Die Beschwerde des Antragsgegners ist begründet. Zu Unrecht hat das SG den Antragsgegner verpflichtet, dem Antragsteller vorläufig Arbeitslosengeld II in Höhe von 545,00 EUR monatlich für den
Zeitraum vom 01.07.2015 bis zum 30.11.2015 zu gewähren. Der Antragsteller hat bereits einen Anordnungsanspruch nicht glaubhaft
gemacht, so dass seine Beschwerde zurückzuweisen ist.
Nach §
86b Abs.
2 Satz 2
SGG kann das Gericht in der Hauptsache auf Antrag eine einstweilige Anordnung zur Regelung eines vorläufigen Zustandes in Bezug
auf ein streitiges Rechtsverhältnis treffen, wenn eine solche Regelung zur Abwendung wesentlicher Nachteile nötig erscheint.
Für den Erlass einer solchen Regelungsanordnung bedarf es eines Anordnungsanspruchs und eines Anordnungsgrunds, also eines
materiell-rechtlichen Anspruchs auf die Leistungen, zu denen der Antragsgegner einstweilen verpflichtet werden soll, sowie
eines die Eilbedürftigkeit der Anordnung begründenden Anordnungsgrundes. Die Voraussetzungen des einstweiligen Rechtsschutzes
sind glaubhaft zu machen (§
86b Abs.
2 Satz 4
SGG i.V.m. §
920 Abs.
2 ZPO). An die Glaubhaftmachung sind umso niedrigere Anforderungen zu stellen, je schwerer die mit einer Versagung des einstweiligen
Rechtsschutzes verbundenen Belastungen wiegen, wobei grundrechtliche Belange des Antragstellers umfassend in die Abwägung
einzustellen sind, insbesondere wenn es wie hier um Leistungen geht, die der Sicherstellung eines menschenwürdigen Lebens
dienen (Beschluss des Senats vom 21.08.2012 L 3 AS 250/12 B ER mit Hinweis auf die Rechtsprechung des Bundesverfassungsgerichts, Kammerbeschluss vom 12.05.2005 1 BvR 569/05). Ist allerdings ein Anordnungsanspruch nicht glaubhaft gemacht, kommt der Erlass einer einstweiligen Anordnung nicht in
Betracht. Nur wenn im einstweiligen Anordnungsverfahren die Sach und Rechtslage nicht abschließend geklärt werden, ist aufgrund
einer umfassenden Interessenabwägung zu entscheiden, wobei den grundrechtlichen Belangen besondere Bedeutung zukommt.
Nach Maßgabe dieser Grundsätze ist der Antragsgegner nicht verpflichtet, dem Antragsteller vorläufig Leistungen nach dem SGB II zu gewähren.

● **Aufgabe**
Geben Sie den Wortlaut des Auszugs ab der Stelle mit „Die Beschwerde des“ unverändert aus und brechen Sie nach „Nachteile nötig erscheint.“ ab. Die Auflistung ist eigenständiges Material und gehört nicht zum Auszug.

● **Bereitgestellte Daten**

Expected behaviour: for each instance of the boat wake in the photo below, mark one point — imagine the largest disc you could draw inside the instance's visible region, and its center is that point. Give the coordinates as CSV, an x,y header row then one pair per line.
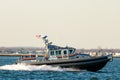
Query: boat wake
x,y
23,67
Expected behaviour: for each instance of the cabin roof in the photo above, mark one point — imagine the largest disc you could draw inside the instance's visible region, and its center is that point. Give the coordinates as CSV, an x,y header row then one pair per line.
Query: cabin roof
x,y
53,47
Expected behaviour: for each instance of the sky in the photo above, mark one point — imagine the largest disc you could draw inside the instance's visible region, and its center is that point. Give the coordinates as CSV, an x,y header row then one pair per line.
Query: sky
x,y
75,23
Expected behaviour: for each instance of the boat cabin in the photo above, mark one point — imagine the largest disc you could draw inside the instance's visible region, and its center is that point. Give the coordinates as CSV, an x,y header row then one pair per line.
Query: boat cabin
x,y
64,53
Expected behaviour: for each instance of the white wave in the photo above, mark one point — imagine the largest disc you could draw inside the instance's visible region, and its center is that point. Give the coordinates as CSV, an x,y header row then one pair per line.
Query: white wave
x,y
23,67
29,67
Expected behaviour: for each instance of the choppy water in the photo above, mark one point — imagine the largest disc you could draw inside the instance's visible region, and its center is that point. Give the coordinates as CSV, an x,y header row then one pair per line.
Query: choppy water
x,y
10,71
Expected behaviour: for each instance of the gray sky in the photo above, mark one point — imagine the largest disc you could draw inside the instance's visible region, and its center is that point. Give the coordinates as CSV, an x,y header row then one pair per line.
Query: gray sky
x,y
76,23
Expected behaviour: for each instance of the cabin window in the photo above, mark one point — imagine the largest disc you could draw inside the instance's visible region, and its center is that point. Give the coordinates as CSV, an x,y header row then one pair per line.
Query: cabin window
x,y
52,53
57,53
65,52
70,51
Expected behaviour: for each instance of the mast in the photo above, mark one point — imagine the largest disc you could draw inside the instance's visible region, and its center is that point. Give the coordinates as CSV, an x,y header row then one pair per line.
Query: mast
x,y
46,43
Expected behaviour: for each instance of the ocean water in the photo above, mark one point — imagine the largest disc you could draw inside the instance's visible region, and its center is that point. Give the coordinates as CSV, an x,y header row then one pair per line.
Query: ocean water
x,y
11,71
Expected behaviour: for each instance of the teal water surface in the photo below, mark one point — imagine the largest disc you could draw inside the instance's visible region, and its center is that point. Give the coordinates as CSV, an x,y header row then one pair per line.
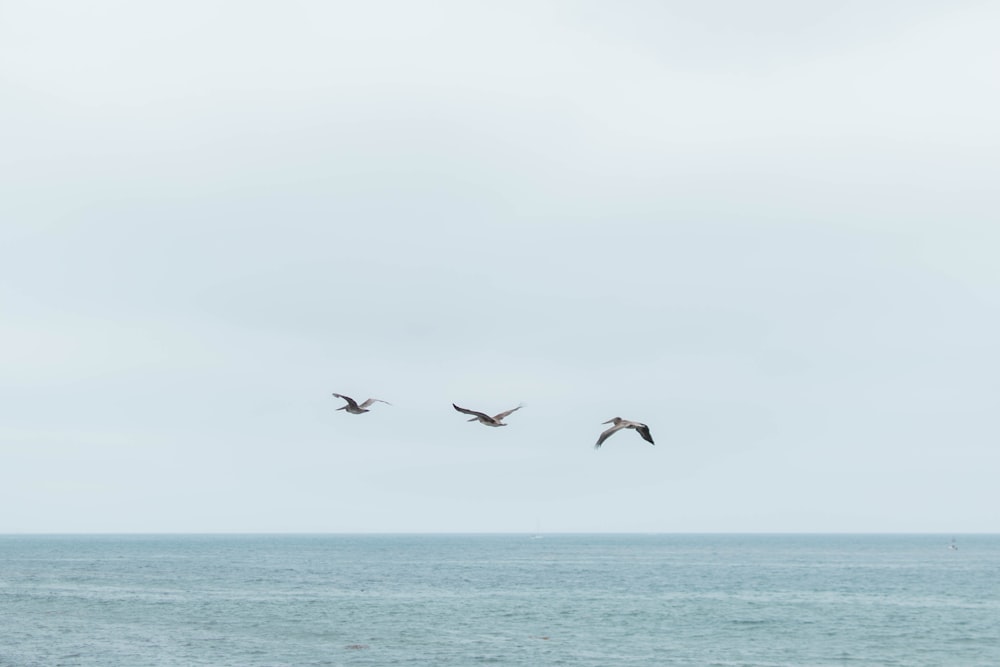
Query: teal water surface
x,y
463,600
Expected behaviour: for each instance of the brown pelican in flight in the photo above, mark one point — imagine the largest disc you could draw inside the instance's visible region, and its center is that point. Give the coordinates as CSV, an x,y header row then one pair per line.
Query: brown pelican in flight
x,y
619,425
483,418
355,409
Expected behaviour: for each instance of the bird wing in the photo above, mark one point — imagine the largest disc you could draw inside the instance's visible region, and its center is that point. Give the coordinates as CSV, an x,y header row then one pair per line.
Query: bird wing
x,y
350,401
607,434
482,415
500,416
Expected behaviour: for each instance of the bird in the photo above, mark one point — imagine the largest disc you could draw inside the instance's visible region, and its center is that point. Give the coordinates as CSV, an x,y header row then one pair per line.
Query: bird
x,y
619,425
483,418
353,407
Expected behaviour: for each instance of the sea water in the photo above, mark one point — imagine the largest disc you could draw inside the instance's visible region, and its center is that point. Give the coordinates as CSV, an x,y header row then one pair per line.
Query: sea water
x,y
698,600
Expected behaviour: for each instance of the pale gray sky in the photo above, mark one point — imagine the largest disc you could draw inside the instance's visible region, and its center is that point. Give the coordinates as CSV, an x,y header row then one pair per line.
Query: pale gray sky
x,y
768,230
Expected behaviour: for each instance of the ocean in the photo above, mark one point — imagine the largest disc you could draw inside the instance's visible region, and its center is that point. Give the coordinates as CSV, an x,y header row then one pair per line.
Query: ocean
x,y
532,600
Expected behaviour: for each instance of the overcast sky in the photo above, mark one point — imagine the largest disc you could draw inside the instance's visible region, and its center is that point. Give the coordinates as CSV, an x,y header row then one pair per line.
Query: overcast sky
x,y
768,230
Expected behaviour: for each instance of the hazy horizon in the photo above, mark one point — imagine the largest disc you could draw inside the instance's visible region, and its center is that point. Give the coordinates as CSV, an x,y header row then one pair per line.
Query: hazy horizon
x,y
769,232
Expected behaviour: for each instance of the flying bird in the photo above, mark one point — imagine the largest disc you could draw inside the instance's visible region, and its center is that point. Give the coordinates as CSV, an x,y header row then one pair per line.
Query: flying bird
x,y
355,409
483,418
619,425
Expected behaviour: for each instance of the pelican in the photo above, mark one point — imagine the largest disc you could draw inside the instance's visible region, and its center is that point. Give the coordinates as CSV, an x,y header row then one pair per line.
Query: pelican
x,y
483,418
355,409
619,425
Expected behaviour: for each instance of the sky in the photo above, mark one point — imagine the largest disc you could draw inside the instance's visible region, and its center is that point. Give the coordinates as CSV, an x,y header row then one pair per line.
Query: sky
x,y
767,230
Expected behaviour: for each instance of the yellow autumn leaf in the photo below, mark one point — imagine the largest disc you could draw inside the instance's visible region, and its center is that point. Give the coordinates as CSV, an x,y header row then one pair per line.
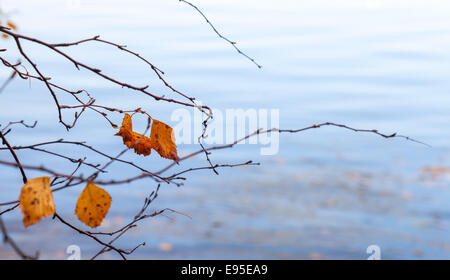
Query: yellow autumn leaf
x,y
131,139
93,205
12,25
36,200
163,140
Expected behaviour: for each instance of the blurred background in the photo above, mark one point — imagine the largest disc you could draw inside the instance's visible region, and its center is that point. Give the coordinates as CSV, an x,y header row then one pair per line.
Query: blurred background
x,y
328,193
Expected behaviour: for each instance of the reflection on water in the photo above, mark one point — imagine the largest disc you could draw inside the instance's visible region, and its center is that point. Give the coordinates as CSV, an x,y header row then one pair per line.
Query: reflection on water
x,y
329,193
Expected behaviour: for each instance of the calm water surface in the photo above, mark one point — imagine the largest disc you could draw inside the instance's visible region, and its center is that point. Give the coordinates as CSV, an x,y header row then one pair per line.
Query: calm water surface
x,y
328,193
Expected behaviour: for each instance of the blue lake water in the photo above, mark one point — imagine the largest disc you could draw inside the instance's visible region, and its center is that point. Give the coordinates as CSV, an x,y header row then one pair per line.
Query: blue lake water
x,y
327,193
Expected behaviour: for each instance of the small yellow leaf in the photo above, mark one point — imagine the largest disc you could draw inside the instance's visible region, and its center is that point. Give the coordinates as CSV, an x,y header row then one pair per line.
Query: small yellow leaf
x,y
163,140
12,25
140,143
93,205
36,200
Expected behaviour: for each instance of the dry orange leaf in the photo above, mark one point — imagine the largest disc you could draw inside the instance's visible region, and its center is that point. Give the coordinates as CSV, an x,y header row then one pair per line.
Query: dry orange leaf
x,y
163,140
93,205
12,25
36,200
131,139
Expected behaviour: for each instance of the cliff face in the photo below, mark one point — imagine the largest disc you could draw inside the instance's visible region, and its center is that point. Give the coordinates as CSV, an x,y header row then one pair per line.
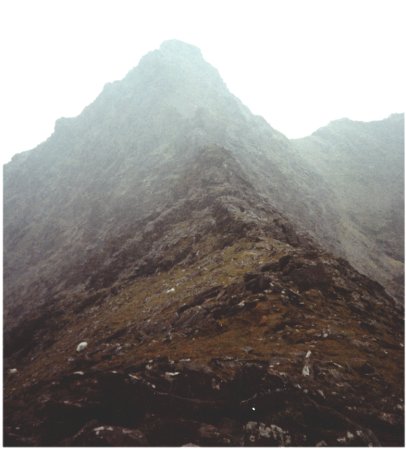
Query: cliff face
x,y
363,164
182,238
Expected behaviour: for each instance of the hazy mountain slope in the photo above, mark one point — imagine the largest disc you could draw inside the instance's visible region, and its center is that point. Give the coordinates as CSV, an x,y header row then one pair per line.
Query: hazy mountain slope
x,y
169,228
363,163
89,190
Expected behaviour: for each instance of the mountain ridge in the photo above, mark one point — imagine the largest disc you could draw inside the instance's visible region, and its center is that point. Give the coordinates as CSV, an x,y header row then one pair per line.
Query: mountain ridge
x,y
183,240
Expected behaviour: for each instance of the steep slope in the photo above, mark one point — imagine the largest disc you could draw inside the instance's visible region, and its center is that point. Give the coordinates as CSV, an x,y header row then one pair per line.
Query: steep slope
x,y
87,193
165,226
363,164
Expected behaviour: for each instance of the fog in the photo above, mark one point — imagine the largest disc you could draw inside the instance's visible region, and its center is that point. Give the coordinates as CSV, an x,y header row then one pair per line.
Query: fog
x,y
298,64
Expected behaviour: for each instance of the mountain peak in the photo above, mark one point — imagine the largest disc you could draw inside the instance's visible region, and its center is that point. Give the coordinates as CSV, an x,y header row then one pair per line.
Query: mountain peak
x,y
175,46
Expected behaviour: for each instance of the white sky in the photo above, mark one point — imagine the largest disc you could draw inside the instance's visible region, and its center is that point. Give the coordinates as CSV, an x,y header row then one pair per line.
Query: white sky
x,y
298,63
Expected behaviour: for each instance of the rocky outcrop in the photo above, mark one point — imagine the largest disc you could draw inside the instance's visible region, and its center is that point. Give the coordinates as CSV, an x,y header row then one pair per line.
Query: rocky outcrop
x,y
165,282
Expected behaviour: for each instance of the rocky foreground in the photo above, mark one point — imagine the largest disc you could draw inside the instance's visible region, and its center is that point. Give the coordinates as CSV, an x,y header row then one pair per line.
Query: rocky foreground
x,y
261,343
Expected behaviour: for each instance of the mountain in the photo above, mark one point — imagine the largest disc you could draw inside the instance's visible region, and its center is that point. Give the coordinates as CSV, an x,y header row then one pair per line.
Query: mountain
x,y
363,164
167,281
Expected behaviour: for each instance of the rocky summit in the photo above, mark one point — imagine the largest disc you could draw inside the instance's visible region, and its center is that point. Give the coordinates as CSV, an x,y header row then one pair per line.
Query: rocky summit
x,y
179,273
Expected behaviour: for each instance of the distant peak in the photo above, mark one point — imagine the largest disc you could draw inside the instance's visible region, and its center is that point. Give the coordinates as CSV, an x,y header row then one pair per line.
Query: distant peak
x,y
176,46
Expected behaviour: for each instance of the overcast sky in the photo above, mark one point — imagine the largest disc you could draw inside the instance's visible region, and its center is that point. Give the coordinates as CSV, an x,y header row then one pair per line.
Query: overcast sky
x,y
298,63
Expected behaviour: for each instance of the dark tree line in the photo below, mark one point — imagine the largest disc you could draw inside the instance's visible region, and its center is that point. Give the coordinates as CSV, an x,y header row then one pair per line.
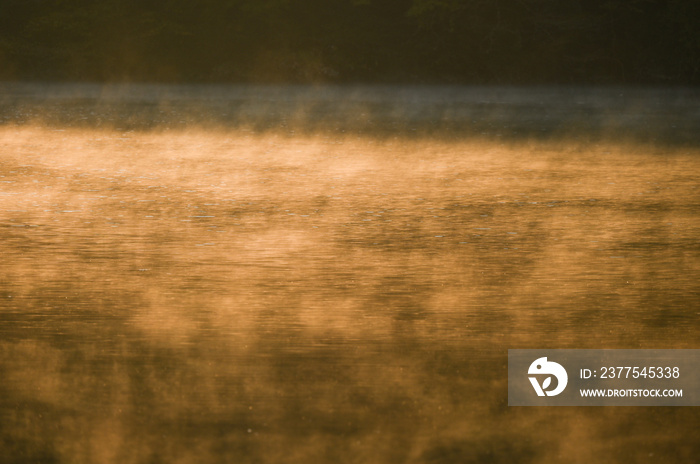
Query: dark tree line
x,y
464,41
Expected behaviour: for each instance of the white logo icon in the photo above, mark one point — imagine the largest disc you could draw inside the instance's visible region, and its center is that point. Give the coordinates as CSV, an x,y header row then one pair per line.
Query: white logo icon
x,y
542,366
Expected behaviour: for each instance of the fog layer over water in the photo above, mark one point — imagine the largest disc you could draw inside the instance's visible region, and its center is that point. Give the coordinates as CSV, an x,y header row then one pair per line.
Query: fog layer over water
x,y
300,283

● **Lösung**
Die Beschwerde des Antragsgegners ist begründet. Zu Unrecht hat das SG den Antragsgegner verpflichtet, dem Antragsteller vorläufig Arbeitslosengeld II in Höhe von 545,00 EUR monatlich für den
Zeitraum vom 01.07.2015 bis zum 30.11.2015 zu gewähren. Der Antragsteller hat bereits einen Anordnungsanspruch nicht glaubhaft
gemacht, so dass seine Beschwerde zurückzuweisen ist.
Nach §
86b Abs.
2 Satz 2
SGG kann das Gericht in der Hauptsache auf Antrag eine einstweilige Anordnung zur Regelung eines vorläufigen Zustandes in Bezug
auf ein streitiges Rechtsverhältnis treffen, wenn eine solche Regelung zur Abwendung wesentlicher Nachteile nötig erscheint.